[WHAT THE TASK ASKS]: Your output is the line containing "Task: for the roadway count, mark the drinking" plus all lines after it to the end of the records, reproduced exactly, with nothing else.

[Records from a point labeling set]
********************

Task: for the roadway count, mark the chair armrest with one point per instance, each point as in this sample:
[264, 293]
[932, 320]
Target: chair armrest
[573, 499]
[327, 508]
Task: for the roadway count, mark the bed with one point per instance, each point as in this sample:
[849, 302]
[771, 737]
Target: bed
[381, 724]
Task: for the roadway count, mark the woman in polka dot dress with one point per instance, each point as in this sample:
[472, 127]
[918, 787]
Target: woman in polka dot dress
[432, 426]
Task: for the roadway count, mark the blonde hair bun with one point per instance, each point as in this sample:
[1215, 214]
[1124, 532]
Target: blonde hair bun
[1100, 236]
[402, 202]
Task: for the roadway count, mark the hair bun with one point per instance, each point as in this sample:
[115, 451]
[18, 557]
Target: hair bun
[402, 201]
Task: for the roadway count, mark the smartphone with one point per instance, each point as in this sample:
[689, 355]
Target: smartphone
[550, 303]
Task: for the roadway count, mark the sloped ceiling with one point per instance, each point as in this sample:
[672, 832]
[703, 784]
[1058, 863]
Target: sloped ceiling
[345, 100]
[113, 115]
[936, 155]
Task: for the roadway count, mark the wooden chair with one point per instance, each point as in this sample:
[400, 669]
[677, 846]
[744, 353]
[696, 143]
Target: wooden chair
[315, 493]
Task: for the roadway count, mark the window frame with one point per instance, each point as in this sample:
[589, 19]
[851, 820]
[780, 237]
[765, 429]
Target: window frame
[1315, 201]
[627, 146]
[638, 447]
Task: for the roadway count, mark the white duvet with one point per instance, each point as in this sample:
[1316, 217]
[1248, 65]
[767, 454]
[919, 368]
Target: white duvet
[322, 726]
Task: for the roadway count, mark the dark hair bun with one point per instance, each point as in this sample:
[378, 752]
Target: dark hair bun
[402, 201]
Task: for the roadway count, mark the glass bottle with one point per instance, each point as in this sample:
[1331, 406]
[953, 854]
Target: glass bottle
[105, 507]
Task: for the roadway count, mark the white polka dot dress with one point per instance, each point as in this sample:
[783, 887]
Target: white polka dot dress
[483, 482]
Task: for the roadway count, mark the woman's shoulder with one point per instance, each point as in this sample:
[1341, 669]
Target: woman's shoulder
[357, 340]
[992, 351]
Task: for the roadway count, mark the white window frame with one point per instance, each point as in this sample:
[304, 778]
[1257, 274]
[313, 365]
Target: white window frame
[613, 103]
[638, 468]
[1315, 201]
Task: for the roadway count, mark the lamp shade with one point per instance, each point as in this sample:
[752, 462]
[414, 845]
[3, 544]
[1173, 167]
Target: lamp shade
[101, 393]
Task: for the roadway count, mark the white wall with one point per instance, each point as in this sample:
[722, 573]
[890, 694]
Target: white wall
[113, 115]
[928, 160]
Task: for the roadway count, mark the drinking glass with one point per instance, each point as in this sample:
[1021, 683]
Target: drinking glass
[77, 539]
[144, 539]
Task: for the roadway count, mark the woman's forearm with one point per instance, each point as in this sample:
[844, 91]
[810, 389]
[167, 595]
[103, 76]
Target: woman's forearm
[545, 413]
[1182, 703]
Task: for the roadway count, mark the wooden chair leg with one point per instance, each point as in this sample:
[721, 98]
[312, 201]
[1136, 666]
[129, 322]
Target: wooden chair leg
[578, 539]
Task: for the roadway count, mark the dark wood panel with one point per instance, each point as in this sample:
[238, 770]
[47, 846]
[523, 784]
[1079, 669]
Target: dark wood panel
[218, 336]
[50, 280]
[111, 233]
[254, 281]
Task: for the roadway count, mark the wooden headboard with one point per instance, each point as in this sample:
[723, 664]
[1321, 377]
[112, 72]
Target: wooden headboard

********************

[CORRECT RESULT]:
Task: for the roadway count, mark the drinking glass with one point per instance, each point as in this sample:
[1021, 683]
Target: drinking glass
[77, 539]
[144, 539]
Task: for the roadway count, mark the woman's forearm with one point per instance, each point as in this sample:
[844, 91]
[810, 389]
[167, 595]
[103, 76]
Target: woman's forearm
[545, 413]
[1182, 703]
Task: for the roadway count, mark the wooden chair leg with one point per instance, each point as in this sample:
[721, 98]
[312, 201]
[1136, 666]
[129, 322]
Target: wooden chair leg
[578, 539]
Task: for the roadway count, mark the dark wood panel with one point per instance, each point as in this sample:
[238, 770]
[47, 846]
[523, 784]
[1079, 669]
Target: dark wood panel
[218, 336]
[50, 280]
[111, 233]
[254, 281]
Task: for the roadway count, mark the wooden headboard with one point per instance, each point as in this sample:
[723, 664]
[1321, 377]
[112, 72]
Target: wooden headboard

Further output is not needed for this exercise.